**EXERCISE OBJECTIVE**. Reproduce the stretch of the listing from the line containing "outline red rock face" through the line containing "484], [460, 515]]", substituting "red cliff" for "red rock face" and leaving everything else unchanged.

________________________

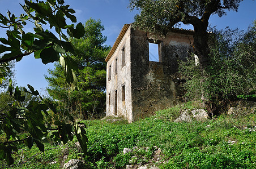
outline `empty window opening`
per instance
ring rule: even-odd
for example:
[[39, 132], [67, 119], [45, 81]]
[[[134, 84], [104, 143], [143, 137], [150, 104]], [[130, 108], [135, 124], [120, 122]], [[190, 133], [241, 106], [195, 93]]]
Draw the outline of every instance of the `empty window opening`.
[[109, 94], [108, 94], [108, 105], [109, 106], [110, 106], [110, 104], [111, 104], [111, 95], [110, 95], [110, 93], [109, 93]]
[[125, 84], [123, 84], [122, 87], [122, 101], [125, 101]]
[[116, 59], [116, 66], [114, 69], [114, 73], [115, 74], [117, 74], [117, 57]]
[[117, 90], [114, 91], [114, 115], [117, 115]]
[[111, 65], [109, 66], [108, 69], [108, 80], [111, 80]]
[[148, 43], [150, 61], [159, 62], [160, 44]]
[[125, 47], [122, 50], [122, 67], [123, 67], [125, 65]]

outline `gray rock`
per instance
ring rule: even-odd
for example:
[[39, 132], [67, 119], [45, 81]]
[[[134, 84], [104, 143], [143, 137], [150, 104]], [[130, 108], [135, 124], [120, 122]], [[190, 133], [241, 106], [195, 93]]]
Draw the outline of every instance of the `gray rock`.
[[204, 109], [197, 109], [191, 112], [193, 117], [197, 120], [202, 120], [209, 118], [208, 113]]
[[67, 163], [64, 164], [63, 169], [82, 169], [84, 168], [83, 162], [79, 159], [70, 159]]
[[138, 168], [138, 169], [147, 169], [147, 166], [141, 166]]
[[188, 113], [188, 110], [186, 110], [183, 112], [182, 114], [181, 114], [178, 118], [177, 118], [174, 122], [190, 122], [191, 121], [191, 117]]
[[126, 154], [127, 153], [131, 152], [132, 152], [132, 150], [130, 149], [128, 149], [128, 148], [124, 148], [123, 150], [123, 154]]
[[131, 169], [133, 168], [133, 165], [126, 165], [126, 169]]

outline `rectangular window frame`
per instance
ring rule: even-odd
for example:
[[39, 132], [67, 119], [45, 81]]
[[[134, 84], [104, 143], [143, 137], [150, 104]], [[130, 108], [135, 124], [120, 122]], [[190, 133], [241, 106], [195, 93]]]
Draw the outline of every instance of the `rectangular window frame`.
[[108, 68], [108, 81], [110, 81], [111, 80], [111, 65], [109, 66]]
[[125, 46], [123, 46], [121, 51], [122, 68], [125, 65]]
[[118, 60], [117, 60], [117, 57], [115, 59], [115, 68], [114, 68], [114, 74], [117, 75], [117, 70], [118, 70]]
[[[152, 61], [150, 60], [150, 43], [153, 43], [157, 45], [158, 47], [158, 60], [157, 61]], [[162, 47], [163, 45], [163, 42], [161, 41], [157, 41], [157, 42], [154, 42], [153, 39], [150, 39], [148, 40], [148, 60], [150, 61], [154, 61], [154, 62], [159, 62], [161, 63], [162, 62]]]
[[117, 115], [117, 89], [114, 91], [114, 115]]
[[125, 84], [122, 86], [122, 101], [125, 101]]

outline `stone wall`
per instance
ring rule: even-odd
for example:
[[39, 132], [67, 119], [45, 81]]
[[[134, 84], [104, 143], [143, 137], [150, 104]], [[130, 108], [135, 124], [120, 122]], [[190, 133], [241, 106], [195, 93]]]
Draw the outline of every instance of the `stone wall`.
[[[132, 121], [130, 32], [128, 30], [113, 56], [107, 63], [106, 73], [106, 116], [123, 116], [129, 121]], [[124, 48], [125, 65], [122, 65], [122, 50]], [[117, 64], [116, 64], [117, 59]], [[116, 66], [117, 65], [117, 73]], [[111, 66], [111, 71], [109, 71]], [[109, 74], [111, 79], [109, 81]], [[125, 100], [123, 101], [123, 86], [125, 85]], [[117, 112], [115, 114], [116, 91], [117, 92]], [[110, 94], [110, 97], [109, 97]], [[110, 103], [110, 104], [109, 104]]]
[[173, 79], [177, 60], [185, 60], [191, 50], [191, 34], [172, 33], [161, 43], [161, 62], [149, 61], [148, 33], [131, 29], [131, 75], [133, 120], [152, 114], [170, 107], [182, 95], [180, 82]]

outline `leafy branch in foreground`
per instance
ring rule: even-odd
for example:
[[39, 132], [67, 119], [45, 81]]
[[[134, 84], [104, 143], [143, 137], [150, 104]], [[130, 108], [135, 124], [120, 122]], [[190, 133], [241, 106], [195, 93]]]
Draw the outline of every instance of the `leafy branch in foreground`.
[[[20, 61], [25, 56], [34, 54], [36, 59], [40, 58], [44, 64], [59, 61], [62, 66], [66, 81], [72, 90], [75, 88], [77, 66], [67, 53], [77, 55], [76, 48], [71, 43], [74, 38], [80, 38], [84, 34], [82, 23], [76, 26], [74, 24], [67, 25], [66, 20], [76, 22], [76, 17], [72, 15], [75, 11], [70, 8], [69, 5], [65, 5], [63, 0], [47, 0], [36, 2], [24, 1], [22, 5], [25, 14], [18, 17], [8, 11], [8, 16], [0, 14], [0, 27], [7, 29], [7, 39], [0, 38], [0, 82], [5, 80], [8, 69], [7, 63], [16, 60]], [[25, 33], [23, 29], [27, 21], [35, 24], [35, 33]], [[42, 25], [55, 28], [55, 33], [44, 30]], [[64, 31], [70, 38], [68, 38]], [[58, 34], [57, 38], [55, 34]], [[0, 132], [5, 135], [5, 140], [0, 143], [0, 160], [6, 159], [8, 164], [14, 162], [12, 152], [17, 151], [18, 144], [24, 143], [29, 149], [35, 143], [40, 150], [44, 151], [42, 141], [49, 135], [55, 141], [60, 140], [64, 144], [69, 140], [72, 140], [75, 135], [84, 152], [87, 150], [88, 139], [83, 128], [84, 124], [75, 123], [69, 112], [65, 115], [69, 118], [69, 123], [55, 120], [49, 120], [48, 111], [51, 110], [57, 113], [56, 108], [50, 102], [44, 100], [39, 92], [28, 84], [29, 91], [23, 89], [25, 92], [37, 97], [37, 100], [31, 100], [28, 104], [22, 106], [20, 102], [25, 99], [18, 87], [14, 88], [10, 84], [8, 87], [10, 95], [15, 101], [10, 104], [0, 112]], [[81, 125], [83, 124], [83, 125]], [[27, 136], [20, 138], [19, 134], [25, 132]]]

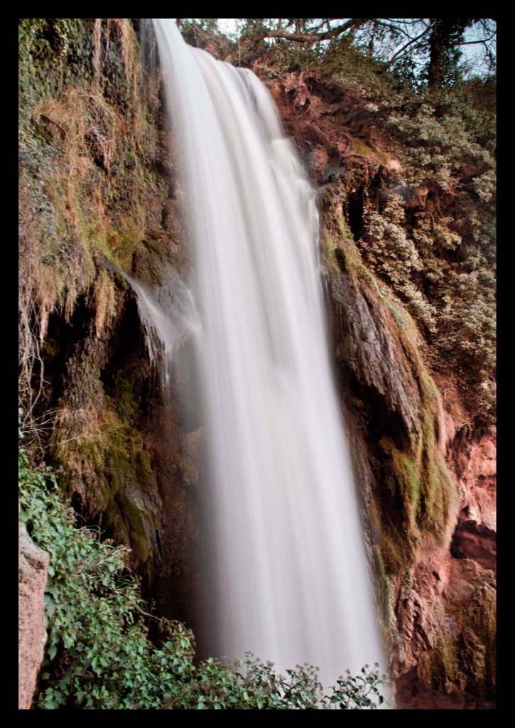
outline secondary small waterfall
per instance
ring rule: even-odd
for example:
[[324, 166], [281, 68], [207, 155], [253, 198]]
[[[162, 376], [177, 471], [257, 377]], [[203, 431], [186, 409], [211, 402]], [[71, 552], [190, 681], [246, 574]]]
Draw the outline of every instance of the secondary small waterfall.
[[330, 364], [314, 190], [249, 71], [153, 25], [195, 250], [218, 656], [383, 663]]

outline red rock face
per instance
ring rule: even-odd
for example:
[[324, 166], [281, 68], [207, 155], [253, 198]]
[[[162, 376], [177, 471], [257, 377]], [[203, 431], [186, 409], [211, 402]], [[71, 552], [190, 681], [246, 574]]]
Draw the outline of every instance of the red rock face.
[[451, 543], [456, 558], [496, 571], [495, 437], [456, 438], [450, 459], [460, 484], [460, 515]]
[[[315, 184], [323, 186], [345, 179], [355, 167], [362, 168], [369, 178], [383, 175], [391, 181], [396, 179], [400, 164], [392, 157], [385, 162], [381, 154], [384, 146], [374, 120], [359, 99], [348, 92], [343, 95], [338, 89], [324, 87], [302, 72], [290, 74], [284, 81], [268, 82], [268, 85], [287, 133], [295, 138]], [[416, 206], [423, 206], [427, 192], [423, 189], [417, 191]], [[366, 412], [368, 407], [376, 412], [383, 408], [388, 413], [390, 424], [394, 421], [396, 427], [399, 418], [399, 427], [411, 432], [420, 419], [417, 373], [409, 367], [403, 370], [396, 386], [394, 374], [402, 368], [403, 355], [399, 347], [394, 347], [391, 327], [385, 325], [380, 312], [374, 310], [367, 331], [354, 331], [353, 327], [366, 319], [359, 306], [359, 296], [351, 300], [346, 289], [335, 290], [344, 277], [337, 277], [333, 276], [330, 282], [332, 297], [345, 309], [342, 319], [351, 323], [343, 324], [337, 316], [332, 327], [335, 341], [343, 338], [342, 331], [348, 335], [348, 349], [353, 341], [359, 344], [356, 352], [347, 352], [344, 365], [354, 369], [357, 379], [369, 387], [369, 392], [362, 387], [359, 394], [362, 410]], [[384, 371], [372, 371], [375, 360], [367, 349], [369, 333], [376, 329], [378, 358]], [[388, 341], [383, 341], [385, 337]], [[392, 347], [397, 352], [394, 365], [388, 355]], [[423, 537], [414, 547], [409, 570], [393, 580], [388, 620], [392, 668], [397, 676], [393, 689], [395, 705], [418, 709], [492, 708], [495, 435], [491, 430], [475, 430], [468, 436], [470, 428], [464, 423], [470, 418], [452, 375], [435, 376], [435, 381], [442, 394], [439, 397], [438, 448], [455, 476], [458, 504], [455, 502], [452, 513], [447, 514], [443, 542], [437, 545], [430, 537]], [[363, 419], [357, 430], [361, 427], [364, 439], [356, 432], [353, 439], [353, 446], [359, 452], [362, 450], [358, 460], [367, 459], [373, 439]], [[374, 467], [362, 462], [362, 466], [358, 472], [364, 487], [368, 478], [373, 491], [371, 473], [380, 472], [380, 463]], [[365, 495], [367, 500], [370, 494]]]
[[49, 555], [34, 545], [23, 523], [18, 539], [18, 708], [23, 710], [32, 703], [47, 639], [44, 596]]
[[460, 495], [449, 548], [416, 564], [411, 588], [396, 595], [399, 708], [495, 707], [485, 685], [495, 682], [495, 436], [459, 432], [447, 459]]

________________________

**EXERCISE RESULT**.
outline red cliff
per instance
ring rule: even-odd
for example:
[[324, 166], [281, 68], [207, 155], [253, 198]]
[[[162, 376], [177, 471], [257, 377]], [[203, 431], [186, 409], [211, 402]], [[71, 552], [190, 681], [246, 574]]]
Draw the outline of every instance of the red cliff.
[[451, 543], [456, 558], [496, 571], [495, 437], [456, 438], [450, 459], [460, 484], [460, 515]]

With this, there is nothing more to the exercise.